##### FRAGMENTO FACILITADO
"Me canta lo que se pierde", decía Antonio Machado, de quien a veces uno sospecha que lo sabía todo. Yo he cantado siempre mucho a lo perdido y muy poco a lo logrado, será porque he perdido mucho más de lo que he ganado (más o menos como cualquiera), y también porque leí tempranamente al Conde de Villamediana y aprendí que «cerca del grosero está el venturoso».

En esta pandemia todos hemos perdido mucho. Algunos, personas queridas, que es lo único irreemplazable, y otros, su medio de vida, que tampoco es baladí. Y, ya varios escalones más abajo, todos hemos perdido hábitos, costumbres, formas de hacer las cosas que, probablemente, no volverán y ahora añoramos casi tanto como antes nos molestaban.

He leído en estos días un par de reportajes sobre eso. En uno me enteré de que hay compañías aéreas que están ofreciendo 'viajes a ninguna parte'. Se trata de subirse a un avión y hacer un vuelo para regresar al mismo lugar desde el que se partió, solo para 'recuperar' las sensaciones de ir al aeropuerto, facturar el equipaje, pasar los controles de seguridad, despegar, comerse el infame menú, ver las nubes a través de la ventanilla y volver al punto de partida. Por lo visto, mucha gente echaba en falta esas vivencias y está dispuesta a pagar por revivirlas. Los billetes que se ponen a la venta para un 'viaje a ninguna parte' se agotan en diez minutos.
##########
##### DATOS EN ESTUDIO
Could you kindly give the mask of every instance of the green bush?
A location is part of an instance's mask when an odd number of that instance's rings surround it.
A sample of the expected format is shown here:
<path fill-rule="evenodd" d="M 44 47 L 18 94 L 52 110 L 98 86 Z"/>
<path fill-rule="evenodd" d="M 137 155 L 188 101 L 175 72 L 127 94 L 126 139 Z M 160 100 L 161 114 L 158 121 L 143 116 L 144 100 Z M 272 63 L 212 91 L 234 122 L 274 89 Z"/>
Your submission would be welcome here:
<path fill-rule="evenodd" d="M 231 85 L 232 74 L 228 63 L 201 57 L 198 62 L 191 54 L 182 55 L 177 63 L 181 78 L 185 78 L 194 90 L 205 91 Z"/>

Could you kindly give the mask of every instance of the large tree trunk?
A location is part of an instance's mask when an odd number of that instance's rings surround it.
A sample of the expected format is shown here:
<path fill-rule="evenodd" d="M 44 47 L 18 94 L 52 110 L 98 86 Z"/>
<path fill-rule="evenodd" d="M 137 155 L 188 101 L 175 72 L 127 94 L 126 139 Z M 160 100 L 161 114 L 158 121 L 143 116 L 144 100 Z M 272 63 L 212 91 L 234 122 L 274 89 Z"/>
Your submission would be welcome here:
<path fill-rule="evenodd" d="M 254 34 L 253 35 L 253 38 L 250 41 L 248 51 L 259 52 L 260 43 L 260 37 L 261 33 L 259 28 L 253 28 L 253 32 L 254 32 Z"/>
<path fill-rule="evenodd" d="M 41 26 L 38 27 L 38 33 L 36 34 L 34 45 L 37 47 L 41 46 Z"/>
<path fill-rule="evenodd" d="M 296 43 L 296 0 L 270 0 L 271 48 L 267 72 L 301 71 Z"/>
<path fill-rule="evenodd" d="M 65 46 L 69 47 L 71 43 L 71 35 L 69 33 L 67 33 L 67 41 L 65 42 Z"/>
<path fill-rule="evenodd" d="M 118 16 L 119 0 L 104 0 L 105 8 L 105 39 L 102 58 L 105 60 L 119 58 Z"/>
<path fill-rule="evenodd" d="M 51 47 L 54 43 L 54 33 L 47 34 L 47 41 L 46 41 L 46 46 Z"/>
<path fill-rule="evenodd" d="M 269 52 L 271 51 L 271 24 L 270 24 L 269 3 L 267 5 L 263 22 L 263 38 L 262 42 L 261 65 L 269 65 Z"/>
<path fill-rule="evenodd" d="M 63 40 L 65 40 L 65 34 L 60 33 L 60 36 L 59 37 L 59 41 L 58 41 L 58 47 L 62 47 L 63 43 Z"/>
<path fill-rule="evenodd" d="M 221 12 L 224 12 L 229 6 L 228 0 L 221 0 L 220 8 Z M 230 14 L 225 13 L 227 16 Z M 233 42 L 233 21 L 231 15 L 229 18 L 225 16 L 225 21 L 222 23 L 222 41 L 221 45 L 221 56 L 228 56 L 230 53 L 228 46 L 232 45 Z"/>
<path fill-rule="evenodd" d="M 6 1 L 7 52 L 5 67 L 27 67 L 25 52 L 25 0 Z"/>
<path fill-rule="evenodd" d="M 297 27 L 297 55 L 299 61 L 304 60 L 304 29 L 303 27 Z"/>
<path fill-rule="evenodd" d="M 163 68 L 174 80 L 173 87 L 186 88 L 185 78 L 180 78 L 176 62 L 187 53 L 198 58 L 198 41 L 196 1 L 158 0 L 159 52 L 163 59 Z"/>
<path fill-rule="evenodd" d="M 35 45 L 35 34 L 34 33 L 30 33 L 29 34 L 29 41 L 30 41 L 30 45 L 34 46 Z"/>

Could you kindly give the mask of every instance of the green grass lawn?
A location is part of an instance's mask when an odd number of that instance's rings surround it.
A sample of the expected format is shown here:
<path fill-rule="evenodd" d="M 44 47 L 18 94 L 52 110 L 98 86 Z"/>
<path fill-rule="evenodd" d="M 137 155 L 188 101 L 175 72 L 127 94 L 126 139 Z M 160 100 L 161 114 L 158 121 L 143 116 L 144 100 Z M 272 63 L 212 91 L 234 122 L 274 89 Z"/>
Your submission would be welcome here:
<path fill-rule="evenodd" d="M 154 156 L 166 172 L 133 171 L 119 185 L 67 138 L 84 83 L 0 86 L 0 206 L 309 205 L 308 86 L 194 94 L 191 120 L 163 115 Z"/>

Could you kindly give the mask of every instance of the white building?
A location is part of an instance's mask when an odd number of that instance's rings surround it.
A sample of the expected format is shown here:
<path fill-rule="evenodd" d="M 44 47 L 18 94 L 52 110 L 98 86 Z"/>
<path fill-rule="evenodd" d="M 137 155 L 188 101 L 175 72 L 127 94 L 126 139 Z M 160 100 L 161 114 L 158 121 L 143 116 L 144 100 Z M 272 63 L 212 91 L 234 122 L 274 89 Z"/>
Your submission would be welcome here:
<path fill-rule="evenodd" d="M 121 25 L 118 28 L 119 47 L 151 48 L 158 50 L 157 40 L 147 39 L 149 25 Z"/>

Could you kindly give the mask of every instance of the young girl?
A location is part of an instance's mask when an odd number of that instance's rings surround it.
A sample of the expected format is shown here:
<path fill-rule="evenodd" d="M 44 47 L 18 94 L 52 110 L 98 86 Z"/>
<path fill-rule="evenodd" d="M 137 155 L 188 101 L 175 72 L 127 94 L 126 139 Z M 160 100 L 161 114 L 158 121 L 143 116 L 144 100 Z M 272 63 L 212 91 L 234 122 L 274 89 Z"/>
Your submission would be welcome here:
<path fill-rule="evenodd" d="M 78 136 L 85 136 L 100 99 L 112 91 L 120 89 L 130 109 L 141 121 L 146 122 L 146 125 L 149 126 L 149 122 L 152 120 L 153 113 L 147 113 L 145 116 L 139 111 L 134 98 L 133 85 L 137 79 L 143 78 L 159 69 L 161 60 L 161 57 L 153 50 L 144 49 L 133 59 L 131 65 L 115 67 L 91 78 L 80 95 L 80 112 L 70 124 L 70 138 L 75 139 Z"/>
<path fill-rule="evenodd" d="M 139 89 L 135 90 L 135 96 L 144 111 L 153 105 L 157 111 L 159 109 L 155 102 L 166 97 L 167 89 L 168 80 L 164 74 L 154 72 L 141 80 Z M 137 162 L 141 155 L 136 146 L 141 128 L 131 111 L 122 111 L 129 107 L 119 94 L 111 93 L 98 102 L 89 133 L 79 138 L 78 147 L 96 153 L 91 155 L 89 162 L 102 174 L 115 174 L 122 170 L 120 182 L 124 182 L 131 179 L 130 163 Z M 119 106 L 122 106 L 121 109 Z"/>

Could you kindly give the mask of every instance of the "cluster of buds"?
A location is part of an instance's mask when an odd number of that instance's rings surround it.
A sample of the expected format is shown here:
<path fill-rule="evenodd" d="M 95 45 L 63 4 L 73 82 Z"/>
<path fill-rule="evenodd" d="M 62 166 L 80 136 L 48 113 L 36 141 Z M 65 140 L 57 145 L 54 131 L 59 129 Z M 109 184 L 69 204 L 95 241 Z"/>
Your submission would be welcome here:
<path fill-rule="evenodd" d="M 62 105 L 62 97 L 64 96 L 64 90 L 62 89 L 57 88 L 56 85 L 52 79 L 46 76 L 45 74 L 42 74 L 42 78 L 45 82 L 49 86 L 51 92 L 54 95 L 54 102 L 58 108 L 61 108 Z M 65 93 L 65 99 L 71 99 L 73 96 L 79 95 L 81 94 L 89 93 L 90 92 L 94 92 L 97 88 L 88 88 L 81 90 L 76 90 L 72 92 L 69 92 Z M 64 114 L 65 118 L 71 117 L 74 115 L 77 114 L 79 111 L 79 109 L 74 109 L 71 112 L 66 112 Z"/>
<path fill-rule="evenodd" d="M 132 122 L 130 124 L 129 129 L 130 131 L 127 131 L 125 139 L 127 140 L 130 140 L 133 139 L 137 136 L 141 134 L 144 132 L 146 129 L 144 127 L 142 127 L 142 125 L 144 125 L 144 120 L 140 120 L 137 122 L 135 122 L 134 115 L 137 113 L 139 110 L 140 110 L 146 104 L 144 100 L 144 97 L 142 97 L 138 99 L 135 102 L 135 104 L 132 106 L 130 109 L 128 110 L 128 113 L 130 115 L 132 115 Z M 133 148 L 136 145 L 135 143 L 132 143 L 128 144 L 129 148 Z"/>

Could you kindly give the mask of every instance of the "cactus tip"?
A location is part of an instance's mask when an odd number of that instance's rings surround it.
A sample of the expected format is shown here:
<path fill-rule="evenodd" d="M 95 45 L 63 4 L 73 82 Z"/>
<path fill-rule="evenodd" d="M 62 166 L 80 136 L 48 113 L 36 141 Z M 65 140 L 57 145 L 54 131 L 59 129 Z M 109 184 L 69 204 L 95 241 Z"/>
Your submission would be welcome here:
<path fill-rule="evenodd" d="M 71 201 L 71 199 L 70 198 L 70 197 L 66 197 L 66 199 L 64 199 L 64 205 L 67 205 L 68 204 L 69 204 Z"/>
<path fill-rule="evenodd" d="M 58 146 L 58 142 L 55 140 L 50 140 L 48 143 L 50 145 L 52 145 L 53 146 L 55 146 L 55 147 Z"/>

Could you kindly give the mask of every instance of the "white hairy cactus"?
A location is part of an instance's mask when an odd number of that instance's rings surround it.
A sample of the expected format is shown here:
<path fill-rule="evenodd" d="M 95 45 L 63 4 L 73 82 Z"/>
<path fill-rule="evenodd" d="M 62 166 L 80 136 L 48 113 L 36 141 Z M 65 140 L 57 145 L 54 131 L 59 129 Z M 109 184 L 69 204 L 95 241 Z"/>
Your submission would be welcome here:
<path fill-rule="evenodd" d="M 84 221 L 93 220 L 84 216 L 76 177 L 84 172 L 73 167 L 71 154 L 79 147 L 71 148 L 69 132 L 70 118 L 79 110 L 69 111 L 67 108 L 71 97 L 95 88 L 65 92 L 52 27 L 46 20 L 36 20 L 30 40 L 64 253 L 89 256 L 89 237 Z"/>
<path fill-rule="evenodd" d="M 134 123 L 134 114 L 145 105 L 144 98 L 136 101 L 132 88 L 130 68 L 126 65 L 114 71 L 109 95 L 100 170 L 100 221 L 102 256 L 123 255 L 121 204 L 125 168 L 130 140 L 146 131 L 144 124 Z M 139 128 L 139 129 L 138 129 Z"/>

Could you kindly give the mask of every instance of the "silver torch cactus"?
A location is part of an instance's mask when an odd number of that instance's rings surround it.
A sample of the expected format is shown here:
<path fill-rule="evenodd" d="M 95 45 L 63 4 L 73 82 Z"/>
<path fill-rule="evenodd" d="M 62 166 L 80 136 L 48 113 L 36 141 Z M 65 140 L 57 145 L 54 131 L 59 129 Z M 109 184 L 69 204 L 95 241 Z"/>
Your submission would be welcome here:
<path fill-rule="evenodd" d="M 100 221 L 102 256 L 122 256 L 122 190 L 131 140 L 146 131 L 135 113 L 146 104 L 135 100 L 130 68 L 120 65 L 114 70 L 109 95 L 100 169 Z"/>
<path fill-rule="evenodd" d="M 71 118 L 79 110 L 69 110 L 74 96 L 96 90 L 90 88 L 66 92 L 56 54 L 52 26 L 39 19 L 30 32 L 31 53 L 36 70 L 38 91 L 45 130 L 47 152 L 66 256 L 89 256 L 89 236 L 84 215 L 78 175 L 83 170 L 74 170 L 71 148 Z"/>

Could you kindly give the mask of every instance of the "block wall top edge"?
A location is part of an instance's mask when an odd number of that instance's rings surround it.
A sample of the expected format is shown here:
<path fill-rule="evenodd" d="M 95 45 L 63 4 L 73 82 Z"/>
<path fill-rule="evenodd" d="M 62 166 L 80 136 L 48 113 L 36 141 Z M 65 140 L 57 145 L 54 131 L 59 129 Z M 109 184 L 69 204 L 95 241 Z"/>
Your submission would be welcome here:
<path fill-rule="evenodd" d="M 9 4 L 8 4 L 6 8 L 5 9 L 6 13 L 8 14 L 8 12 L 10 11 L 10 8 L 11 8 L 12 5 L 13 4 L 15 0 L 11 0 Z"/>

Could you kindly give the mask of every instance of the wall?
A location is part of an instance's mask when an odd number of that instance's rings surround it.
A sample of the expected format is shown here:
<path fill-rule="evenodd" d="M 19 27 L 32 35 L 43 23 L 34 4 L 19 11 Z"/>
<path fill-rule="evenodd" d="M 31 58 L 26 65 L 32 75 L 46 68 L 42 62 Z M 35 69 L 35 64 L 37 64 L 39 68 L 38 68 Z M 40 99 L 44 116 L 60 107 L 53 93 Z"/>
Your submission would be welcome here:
##########
- TAREAS PENDIENTES -
1. Indica si cada afirmación concuerda con el fragmento y responde sí o no, citando literalmente las palabras que lo deciden: (a) los billetes para un 'viaje a ninguna parte' se agotan en diez minutos; (b) el autor dice haber ganado más de lo que ha perdido; (c) el autor leyó al Conde de Villamediana ya de mayor.
2. Contesta, por favor, estas preguntas sobre el fragmento:
(a) ¿Qué frase de Antonio Machado se cita al principio?
(b) ¿Qué pérdida se considera lo único irreemplazable?
(c) ¿Qué están ofreciendo algunas compañías aéreas?
3. Repite literalmente el pasaje del fragmento que empieza con "En esta pandemia" y sigue hasta "antes nos molestaban.".

- RESULTADOS POR TAREA -
1.
(a) Sí: "Los billetes que se ponen a la venta para un 'viaje a ninguna parte' se agotan en diez minutos."
(b) No: "he perdido mucho más de lo que he ganado"
(c) No: "leí tempranamente al Conde de Villamediana"

2.
(a) "Me canta lo que se pierde".
(b) La de personas queridas.
(c) 'Viajes a ninguna parte'.

3.
En esta pandemia todos hemos perdido mucho. Algunos, personas queridas, que es lo único irreemplazable, y otros, su medio de vida, que tampoco es baladí. Y, ya varios escalones más abajo, todos hemos perdido hábitos, costumbres, formas de hacer las cosas que, probablemente, no volverán y ahora añoramos casi tanto como antes nos molestaban.